→ BRANO CITATO
☆ ☆ ☆ ☆
Il Manuale di Frascati (Guidelines for collecting and reporting data on research and experimental development), è estraneo all’ordinamento giuridico italiano perchè redatto in lingua straniera e come tale non può essere utilizzato per verificare il requisito di novità delle spese agevolabili.
I documenti di prassi pubblicati in data successiva all’utilizzo del credito d’imposta non possono esplicare efficacia, (si riferisce alla Circolare del Mise del 09.02.2018 n. 59990, alla Risposta 188/2021 ed alla Risoluzione n.40/E del 02.04.2019, secondo le quali le uniche attività di ricerca e sviluppo agevolabili sarebbero “quelle che si rendono necessarie, nell’ambito di uno specifico progetto di innovazione industriale o commerciale, per il superamento di un ostacolo o un’incertezza scientifica o tecnologica non superabile con le conoscenze e le capacità già disponibili”, mentre, al contrario, non lo sarebbero quelle “che costituiscono il risultato di un semplice utilizzo dello stato dell’arte nello specifico settore e che, pertanto, pur potendo dare luogo sia a un ampliamento del livello delle conoscenze o delle capacità della singola impresa e sia a un miglioramento dei suoi prodotti o processi, non comportino un progresso delle conoscenze o delle capacità generali già disponibili (stato dell’arte)”.
Le uniche fonti utilizzabili per l’atto di recupero sono solo il decreto legge 23 dicembre 2013 n. 145 ed il d.m del 27.05.2015.
La sentenza chiude la propria motivazione ricordando che le valutazioni di carattere tecnico-scientifico richiedono il possesso di una serie di conoscenze che non attengono alle materie trattate dall’agenzia delle Entrate, questione già espressa dalla Corte di Giustizia Tributaria di Rimini nella sentenza 99/2023.
La conoscenza da parte dell’Ade di tali informazioni dovrebbe consigliare la PA di evitare contenziosi che la vedono nella maggior parte dei casi (escluso quello di frode naturalmente) soccombente, con l’aggravio di porre l’azienda in una situazione di angoscia aggiuntiva a quella sempre corrente nel mondo delle imprese.
Come dimostrano infatti le decine di sentenze delle Ctp provinciali (e del tribunale di Aosta) sul concetto di Novità contestato sistematicamente (senza competenze) dalle Ade nei controlli ci sono evidenze che dimostrano che la novità deve essere presente nei processi aziendali attraverso l’utilizzo delle tecnologie abilitanti di industria 4.0 o di nuovi processi e di nuovi prodotti “per l’azienda” e non necessariamente assoluta come prevede il manuale di Frascati.
Peraltro sempre in queste sentenze si rileva che lo stesso è stato introdotto nella legge Transizione 4.0 a partire dal 2020 unitamente a quello di Oslo per l’innovazione, dando praticamente atto che fino al 2019 R&S ed Innovazione erano entrambe ammesse al contributo. Infatti la distinzione tra le due aliquote è stata introdotta dal 2020.
☆ ☆ ☆ ☆
→ DATI FORNITI
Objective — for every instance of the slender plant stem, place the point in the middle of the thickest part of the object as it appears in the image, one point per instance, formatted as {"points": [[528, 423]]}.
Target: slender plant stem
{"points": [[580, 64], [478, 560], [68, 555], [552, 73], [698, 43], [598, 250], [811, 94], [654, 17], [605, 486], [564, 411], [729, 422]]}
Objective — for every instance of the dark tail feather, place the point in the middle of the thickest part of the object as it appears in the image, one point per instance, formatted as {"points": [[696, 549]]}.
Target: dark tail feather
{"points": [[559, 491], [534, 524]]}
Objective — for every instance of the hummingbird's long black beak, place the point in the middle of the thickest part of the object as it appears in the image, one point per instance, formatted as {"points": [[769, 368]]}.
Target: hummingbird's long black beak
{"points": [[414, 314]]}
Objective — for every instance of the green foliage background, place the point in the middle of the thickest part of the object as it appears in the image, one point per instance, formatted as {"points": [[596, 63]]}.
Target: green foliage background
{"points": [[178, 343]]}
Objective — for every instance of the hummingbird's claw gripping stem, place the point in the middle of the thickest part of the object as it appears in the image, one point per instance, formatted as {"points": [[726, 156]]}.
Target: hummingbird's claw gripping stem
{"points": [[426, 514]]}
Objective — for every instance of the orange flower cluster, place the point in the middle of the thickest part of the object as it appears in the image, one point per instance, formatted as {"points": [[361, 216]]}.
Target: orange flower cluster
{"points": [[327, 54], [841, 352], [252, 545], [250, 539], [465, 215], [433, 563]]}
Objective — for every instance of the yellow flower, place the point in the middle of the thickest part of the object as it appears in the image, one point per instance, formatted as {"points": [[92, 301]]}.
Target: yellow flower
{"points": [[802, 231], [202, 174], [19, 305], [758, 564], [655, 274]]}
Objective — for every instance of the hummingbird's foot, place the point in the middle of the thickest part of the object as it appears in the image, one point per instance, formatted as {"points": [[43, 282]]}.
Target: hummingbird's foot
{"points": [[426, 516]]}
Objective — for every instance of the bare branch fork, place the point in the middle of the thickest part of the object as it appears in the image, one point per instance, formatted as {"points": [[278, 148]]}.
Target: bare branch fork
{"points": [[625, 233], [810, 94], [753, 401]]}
☆ ☆ ☆ ☆
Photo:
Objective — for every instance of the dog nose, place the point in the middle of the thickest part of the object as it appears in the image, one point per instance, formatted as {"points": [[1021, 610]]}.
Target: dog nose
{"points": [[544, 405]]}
☆ ☆ ☆ ☆
→ OBIETTIVO DEL COMPITO
Spiega per favore, in una o due frasi, perché secondo il brano citato il Manuale di Frascati non può servire a verificare il requisito di novità delle spese agevolabili.

→ LA RISPOSTA
Il Manuale di Frascati non può essere usato perché è redatto in lingua straniera. Per questo è estraneo all'ordinamento giuridico italiano.